▶ [Text shown]
And it's not important to me whether these issues are seen as "bugs" or "lacking features/functionality", but the bottom line for me is that there are dozens of improvements which could have been implemented in Logic over the last years which I know would help me focus more on the musicality of what I work on instead of editing things to get things right. 

Therefore I think Apple is making a major mistake in terms of... which areas within Logic that is given the most love and attention from them. Nowadays it seems to be more about focusing on helping those who don't have a lot music skills then to help those who have. I think both these groups are important, but I have a feeling that Apple, as a corporation, things that "we have provided the tools, now it's up to you - create whatever kind of music you want with them - there's nothing more we can do (except bugfixes)". 

I guess what I'm trying to say is that I can think of dozens, if not hundreds of minor and major changes in Logic which would have contributed to a better.... end result; better compositions, more people diving into the actual musical aspects of the song they're working instead of a slightly metter mix; more touching moments in those who listen to what we create. 

And i believe all this even if I know that one can compose great music with a pencil and some paper, simply because... since we, after all, actually create music with DAWs and VIs and sometimes notation, those tools should be as brilliant as possible - from a _musical_ perspective.


----------



## Saxer (May 16, 2016)

Ok, I can't follow your 'downs' in Logics score. And the last updates had 'pro'-features only. I don't know if you are using Logic and are up to date with updates and how to work with notation etc...
I don't want to go into a 'which one is better' battle. I just wanted to show why I use it and that there are good reasons to do it. And I would never be one of the last defenders of Apple politics and whatever. There's always a big wish list and no App is perfect. But I have Logic, Cubase, Ableton, Reaper and more on my machine and I'm using Logic for good reasons.
There was a big change between Logic 7 and 8. Logic 7 was a real pro application. It was harder to start as a beginner but much more individual in creating your workflow. From Logic 8 they implemented an easier beginner modus and it looked more like Cubase. If you use Logic like Cubase (opening/closing windows all the time) Logic will never be the "better Cubase". But if you use Logic with it's pro workflow features it will be the better Logic.


----------



## Vik (May 16, 2016)

Saxer said:


> Ok, I can't follow your 'downs' in Logics score. And the last updates had 'pro'-features only. I don't know if you are using Logic and are up to date with updates and how to work with notation etc...


I'd humbly say that I probably know Logic better than 99% of the other Logic users out there.  But for me it isn't mainly about "pro" vs "amateur" features, because most of the many features and functions I miss in Logic as a pro would have gotten a very warm welcome from noobs and amateurs if implemented. Maybe it's even the best DAW out there for my needs, because in spite of what Steinberg is doing, Cubase also have some serious workflow stoppers on board (eg the need to open/close windows a lot). I only wish Apple - with their expertise in workflow - would at least try to compete with what Steinberg is doing with notation (new app being presented tomorrow), with CC automation, with expression mapping and so on. So far, it looks as if they aren't even trying, and the Artculation ID protocol, which has been around since the Logic 9 days, certainly hasn't been a priority from what I can see. Logic may be more elegant that Cubase, workflow wise, but Steinberg is working harder on making a good solution for composers, especially those of us who often need notation.

▶ [Set task 1]
Answer these from the Logic forum thread:
(a) Between which two Logic versions does Saxer say there was a big change?
(b) What example does Vik give of a serious workflow stopper in Cubase?
(c) According to Saxer, what did Logic add starting with Logic 8?
▶ [Set task 2] In the Logic forum thread, which applications does Saxer name as being on his machine?
▶ [Set task 3] Retype the part of the Logic forum thread starting at "And i believe" and ending at "a _musical_ perspective.".

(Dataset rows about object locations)
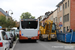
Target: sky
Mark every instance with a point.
(35, 7)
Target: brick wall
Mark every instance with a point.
(72, 14)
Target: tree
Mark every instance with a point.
(6, 23)
(26, 15)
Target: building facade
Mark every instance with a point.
(67, 13)
(60, 16)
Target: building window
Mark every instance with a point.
(60, 7)
(60, 19)
(66, 5)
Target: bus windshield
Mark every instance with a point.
(29, 24)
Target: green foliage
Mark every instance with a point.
(26, 15)
(6, 23)
(74, 30)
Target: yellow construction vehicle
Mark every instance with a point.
(47, 30)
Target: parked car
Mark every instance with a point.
(14, 35)
(4, 43)
(10, 39)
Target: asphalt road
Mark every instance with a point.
(43, 45)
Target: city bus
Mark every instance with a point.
(29, 29)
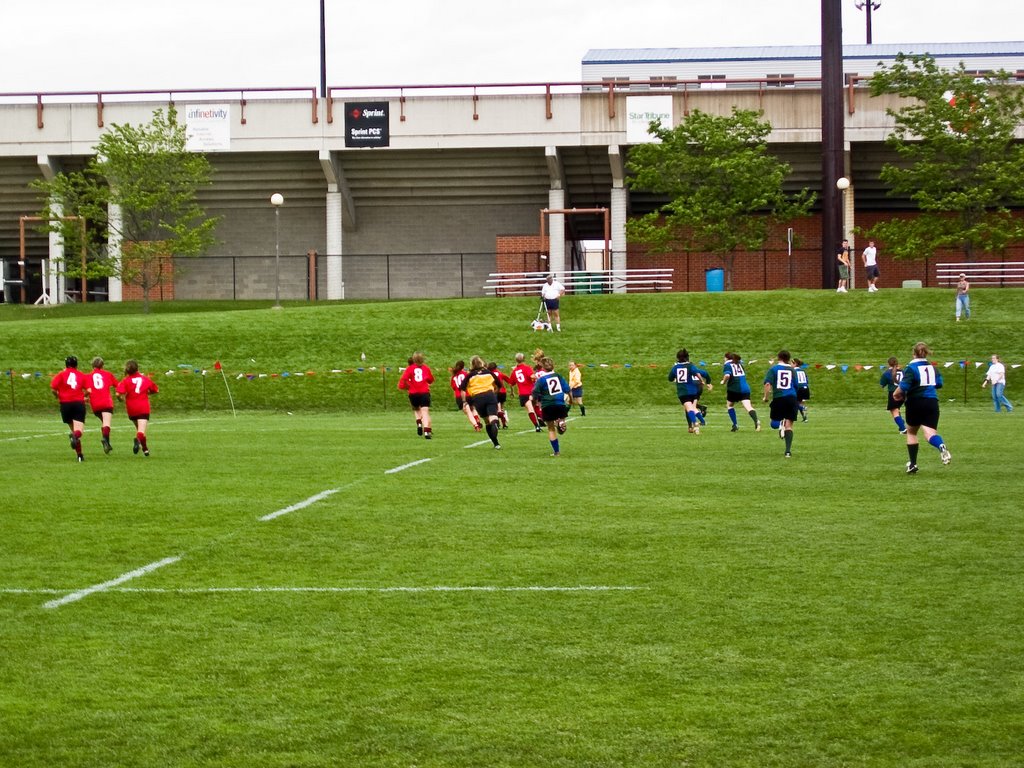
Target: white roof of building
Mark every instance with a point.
(790, 52)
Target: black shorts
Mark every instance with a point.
(552, 414)
(923, 412)
(783, 409)
(72, 412)
(731, 396)
(485, 404)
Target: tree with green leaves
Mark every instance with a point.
(139, 190)
(958, 160)
(725, 188)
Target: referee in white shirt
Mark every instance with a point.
(551, 292)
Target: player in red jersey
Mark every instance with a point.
(459, 374)
(69, 388)
(522, 379)
(98, 385)
(417, 379)
(502, 392)
(135, 389)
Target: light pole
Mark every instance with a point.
(843, 184)
(276, 200)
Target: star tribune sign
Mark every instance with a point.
(367, 124)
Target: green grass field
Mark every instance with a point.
(324, 588)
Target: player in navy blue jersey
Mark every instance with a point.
(552, 398)
(690, 381)
(918, 389)
(780, 383)
(803, 387)
(890, 380)
(737, 390)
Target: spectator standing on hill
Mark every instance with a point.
(551, 293)
(918, 389)
(69, 388)
(870, 259)
(576, 386)
(890, 380)
(780, 383)
(843, 257)
(480, 387)
(689, 381)
(135, 389)
(416, 379)
(551, 395)
(996, 376)
(737, 390)
(522, 379)
(99, 384)
(963, 297)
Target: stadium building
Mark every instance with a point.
(421, 192)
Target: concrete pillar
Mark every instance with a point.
(55, 275)
(335, 281)
(114, 287)
(556, 231)
(620, 199)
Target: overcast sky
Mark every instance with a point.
(68, 45)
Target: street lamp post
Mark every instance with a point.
(843, 184)
(276, 200)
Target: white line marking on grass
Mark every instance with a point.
(404, 466)
(75, 596)
(300, 505)
(325, 590)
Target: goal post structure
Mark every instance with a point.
(606, 253)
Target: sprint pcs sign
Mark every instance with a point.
(367, 124)
(208, 127)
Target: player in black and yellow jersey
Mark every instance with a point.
(480, 386)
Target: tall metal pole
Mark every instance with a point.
(324, 52)
(833, 137)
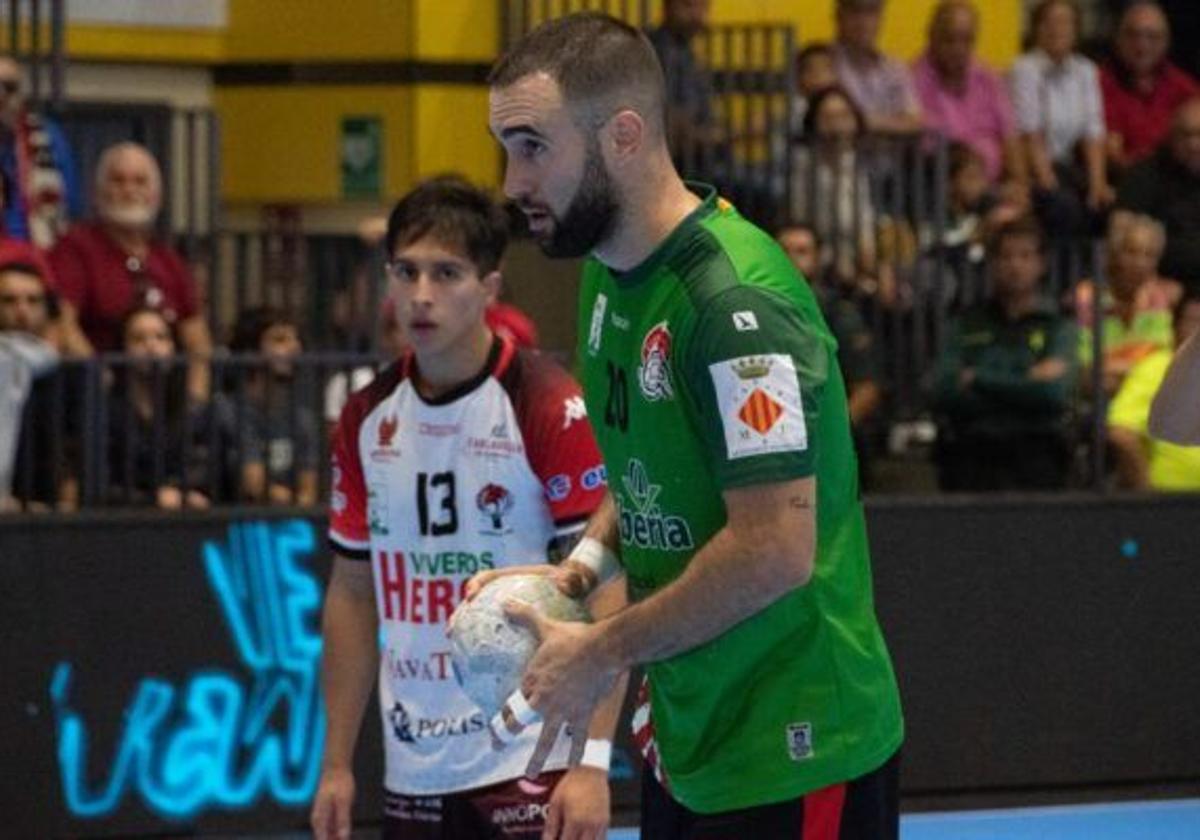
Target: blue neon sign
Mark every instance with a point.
(217, 743)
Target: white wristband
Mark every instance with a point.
(597, 754)
(522, 715)
(598, 557)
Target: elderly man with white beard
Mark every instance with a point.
(108, 267)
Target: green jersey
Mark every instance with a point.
(705, 369)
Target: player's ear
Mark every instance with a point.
(492, 282)
(627, 132)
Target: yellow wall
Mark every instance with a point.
(319, 30)
(281, 143)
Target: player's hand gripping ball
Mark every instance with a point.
(489, 652)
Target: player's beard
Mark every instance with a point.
(592, 215)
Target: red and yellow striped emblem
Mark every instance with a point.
(760, 412)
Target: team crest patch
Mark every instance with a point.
(759, 399)
(799, 741)
(495, 502)
(654, 372)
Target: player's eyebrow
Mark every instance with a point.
(522, 129)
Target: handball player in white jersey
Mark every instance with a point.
(465, 455)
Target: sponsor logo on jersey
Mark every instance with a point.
(498, 445)
(412, 731)
(495, 502)
(435, 667)
(594, 478)
(574, 408)
(558, 487)
(520, 815)
(745, 322)
(642, 523)
(799, 741)
(597, 330)
(385, 436)
(654, 372)
(337, 501)
(408, 598)
(759, 400)
(438, 430)
(388, 427)
(377, 510)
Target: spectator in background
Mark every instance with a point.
(153, 432)
(814, 73)
(1137, 305)
(832, 187)
(1056, 97)
(1175, 412)
(1141, 88)
(24, 357)
(40, 185)
(1006, 377)
(879, 84)
(1167, 186)
(964, 100)
(691, 119)
(42, 475)
(269, 433)
(976, 209)
(857, 352)
(342, 384)
(1144, 461)
(107, 268)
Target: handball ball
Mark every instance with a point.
(490, 652)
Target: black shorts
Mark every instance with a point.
(867, 808)
(510, 809)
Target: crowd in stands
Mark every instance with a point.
(1023, 167)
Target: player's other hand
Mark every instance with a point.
(573, 579)
(579, 809)
(331, 807)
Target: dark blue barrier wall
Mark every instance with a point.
(160, 673)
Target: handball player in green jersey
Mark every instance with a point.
(733, 508)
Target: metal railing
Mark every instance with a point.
(120, 431)
(519, 17)
(36, 36)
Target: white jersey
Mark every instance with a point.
(431, 492)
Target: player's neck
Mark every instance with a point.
(438, 373)
(649, 215)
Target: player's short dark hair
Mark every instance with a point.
(455, 213)
(1026, 227)
(253, 323)
(598, 61)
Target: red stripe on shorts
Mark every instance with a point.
(822, 813)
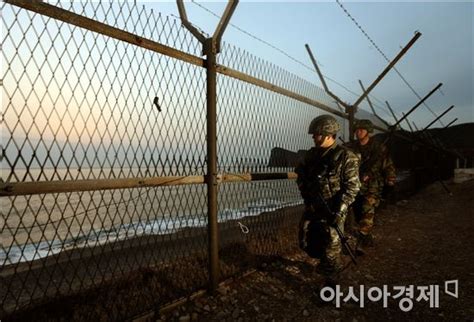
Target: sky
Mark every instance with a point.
(443, 54)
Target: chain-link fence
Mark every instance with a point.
(103, 134)
(103, 159)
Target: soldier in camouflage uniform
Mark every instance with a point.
(329, 171)
(376, 171)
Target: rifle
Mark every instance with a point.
(338, 230)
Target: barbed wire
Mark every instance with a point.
(384, 56)
(282, 52)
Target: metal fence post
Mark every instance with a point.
(211, 46)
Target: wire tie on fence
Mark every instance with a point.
(244, 228)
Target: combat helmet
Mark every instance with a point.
(325, 125)
(364, 124)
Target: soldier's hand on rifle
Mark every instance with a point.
(338, 219)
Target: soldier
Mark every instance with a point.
(328, 172)
(376, 171)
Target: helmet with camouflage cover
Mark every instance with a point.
(325, 125)
(364, 124)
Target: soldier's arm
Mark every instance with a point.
(388, 168)
(350, 184)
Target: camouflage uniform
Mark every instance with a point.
(376, 171)
(333, 173)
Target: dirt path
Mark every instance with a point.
(423, 241)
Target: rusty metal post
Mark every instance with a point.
(418, 104)
(387, 69)
(372, 106)
(391, 111)
(211, 46)
(350, 110)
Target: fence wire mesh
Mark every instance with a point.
(78, 105)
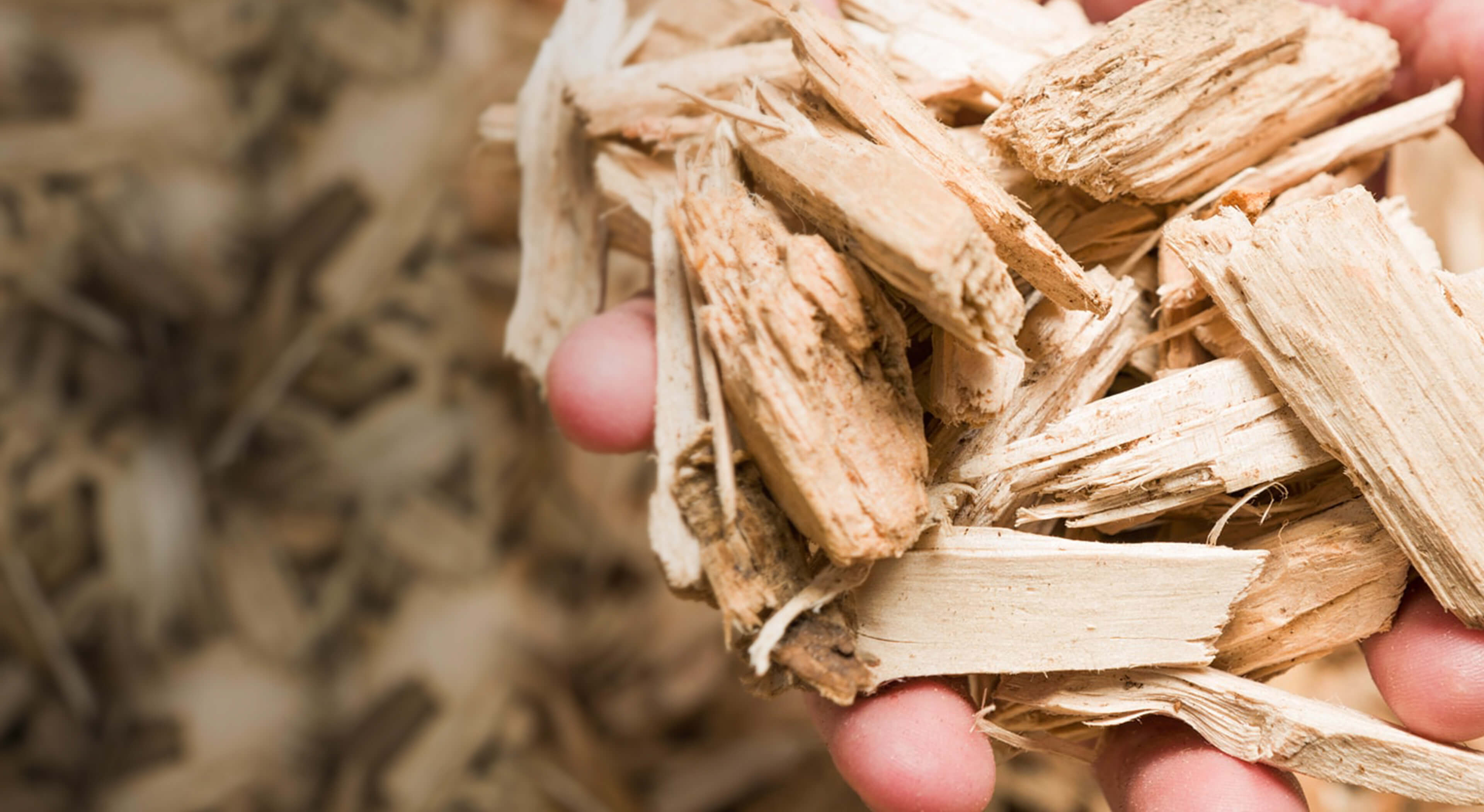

▶ [Complete output 1]
(a) Logic 7 and Logic 8
(b) The need to open/close windows a lot
(c) An easier beginner modus

▶ [Complete output 2] Logic, Cubase, Ableton, Reaper

▶ [Complete output 3]
And i believe all this even if I know that one can compose great music with a pencil and some paper, simply because... since we, after all, actually create music with DAWs and VIs and sometimes notation, those tools should be as brilliant as possible - from a _musical_ perspective.